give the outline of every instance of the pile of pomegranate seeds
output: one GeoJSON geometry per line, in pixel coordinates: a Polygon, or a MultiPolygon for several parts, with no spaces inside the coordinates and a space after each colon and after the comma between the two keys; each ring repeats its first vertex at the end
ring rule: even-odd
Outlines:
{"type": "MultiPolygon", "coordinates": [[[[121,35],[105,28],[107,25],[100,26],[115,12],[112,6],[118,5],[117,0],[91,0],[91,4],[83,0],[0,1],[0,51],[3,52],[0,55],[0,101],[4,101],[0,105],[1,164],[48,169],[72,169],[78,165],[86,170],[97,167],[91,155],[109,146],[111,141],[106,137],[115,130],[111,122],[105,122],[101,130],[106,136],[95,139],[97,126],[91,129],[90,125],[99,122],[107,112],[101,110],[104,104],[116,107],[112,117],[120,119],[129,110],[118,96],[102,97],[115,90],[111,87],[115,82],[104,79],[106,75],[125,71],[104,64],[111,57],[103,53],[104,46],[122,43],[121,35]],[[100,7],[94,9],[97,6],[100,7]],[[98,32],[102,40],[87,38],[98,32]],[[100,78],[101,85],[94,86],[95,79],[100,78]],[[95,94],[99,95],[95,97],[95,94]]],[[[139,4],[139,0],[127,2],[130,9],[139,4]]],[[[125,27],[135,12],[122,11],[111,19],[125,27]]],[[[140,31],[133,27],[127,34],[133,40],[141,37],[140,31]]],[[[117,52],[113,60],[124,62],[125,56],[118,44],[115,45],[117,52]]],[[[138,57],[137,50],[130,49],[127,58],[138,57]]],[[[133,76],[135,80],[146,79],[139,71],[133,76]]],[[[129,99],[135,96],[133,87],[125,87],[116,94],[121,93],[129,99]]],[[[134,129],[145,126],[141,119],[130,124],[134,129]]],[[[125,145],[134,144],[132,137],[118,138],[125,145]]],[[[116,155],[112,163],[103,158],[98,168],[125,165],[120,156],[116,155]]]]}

------------------------------------------------------------

* [Given problem]:
Format the records above as a numbered list, leaving out any blank lines.

* [Solution for this exercise]:
1. give the outline of every instance of the pile of pomegranate seeds
2. output: one GeoJSON geometry per line, in pixel coordinates: a Polygon, or a MultiPolygon for several parts, with no spaces inside the coordinates and a space after each colon and after the comma between the two keys; each ring repeats its first vertex at the end
3. ring rule: even-odd
4. Outlines:
5. {"type": "MultiPolygon", "coordinates": [[[[121,35],[105,28],[107,25],[100,26],[115,12],[112,6],[118,5],[117,0],[91,0],[91,4],[83,0],[0,1],[0,51],[3,52],[0,55],[0,101],[4,101],[0,105],[1,164],[48,169],[72,169],[78,165],[86,170],[97,167],[91,155],[109,146],[111,141],[106,137],[115,130],[111,122],[105,122],[101,130],[106,136],[95,139],[97,126],[91,129],[90,125],[99,122],[107,112],[101,110],[104,104],[116,107],[112,117],[120,119],[129,110],[118,96],[102,97],[115,90],[111,87],[115,82],[104,79],[106,75],[125,71],[104,64],[111,57],[103,53],[104,46],[122,43],[121,35]],[[100,7],[94,9],[97,6],[100,7]],[[98,32],[102,40],[87,38],[98,32]],[[100,78],[101,85],[94,86],[95,79],[100,78]],[[95,94],[99,95],[95,97],[95,94]]],[[[139,4],[139,0],[127,2],[130,9],[139,4]]],[[[125,27],[135,12],[122,11],[111,19],[125,27]]],[[[140,31],[133,27],[127,34],[133,40],[141,37],[140,31]]],[[[117,52],[113,60],[124,62],[125,56],[118,44],[115,45],[117,52]]],[[[138,57],[137,50],[130,49],[127,58],[138,57]]],[[[133,76],[135,80],[146,79],[139,71],[133,76]]],[[[129,99],[135,96],[133,87],[125,87],[116,94],[121,93],[129,99]]],[[[134,129],[145,126],[141,119],[130,124],[134,129]]],[[[125,145],[134,144],[132,137],[118,138],[125,145]]],[[[116,155],[112,163],[103,158],[98,168],[125,165],[120,156],[116,155]]]]}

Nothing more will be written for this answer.